→ Material supplied
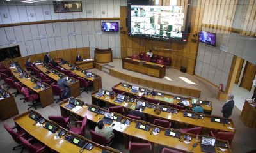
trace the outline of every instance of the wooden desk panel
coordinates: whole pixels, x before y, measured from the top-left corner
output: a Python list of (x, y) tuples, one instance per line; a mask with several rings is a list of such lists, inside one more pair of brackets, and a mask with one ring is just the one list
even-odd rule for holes
[(163, 78), (165, 76), (166, 68), (163, 65), (129, 57), (123, 58), (122, 63), (123, 69), (158, 78)]

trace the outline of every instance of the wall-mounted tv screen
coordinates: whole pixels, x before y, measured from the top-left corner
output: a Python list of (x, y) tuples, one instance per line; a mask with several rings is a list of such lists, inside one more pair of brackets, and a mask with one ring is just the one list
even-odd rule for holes
[(151, 5), (145, 1), (141, 4), (131, 1), (127, 6), (129, 36), (186, 42), (188, 18), (183, 7)]
[(119, 31), (118, 22), (102, 22), (102, 31)]
[(201, 31), (198, 32), (198, 41), (212, 46), (216, 46), (216, 34)]
[(20, 57), (19, 46), (13, 46), (0, 49), (0, 62)]

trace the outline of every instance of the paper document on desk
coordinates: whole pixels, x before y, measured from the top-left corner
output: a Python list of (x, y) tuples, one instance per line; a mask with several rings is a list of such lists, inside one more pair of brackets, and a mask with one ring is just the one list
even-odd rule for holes
[(79, 110), (81, 108), (82, 108), (81, 106), (76, 106), (73, 109), (72, 109), (71, 110), (72, 110), (72, 111), (76, 112), (77, 112), (78, 110)]

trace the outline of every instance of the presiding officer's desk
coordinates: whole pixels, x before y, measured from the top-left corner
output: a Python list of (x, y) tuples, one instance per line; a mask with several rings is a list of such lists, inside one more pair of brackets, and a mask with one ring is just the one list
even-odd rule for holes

→ Problem
Starting at the beginning of the material and ending at the line that contains "69), (158, 78)]", give those lines as a JSON list of strings, one string per line, with blank lines left out. Leave the pictures out of the answer.

→ Reply
[
  "trace the outline of every instance of the wooden desk panel",
  "coordinates: whole pixels, x before y, measured from the top-left corner",
  "output: a Python list of (x, y) tuples, one instance per line; a mask with several rings is a list of such lists, inside one more pair of brackets, and a mask with one ring is just the one list",
  "even-odd rule for holes",
  "[(163, 78), (165, 76), (166, 68), (163, 65), (129, 57), (123, 58), (122, 63), (123, 69), (158, 78)]"
]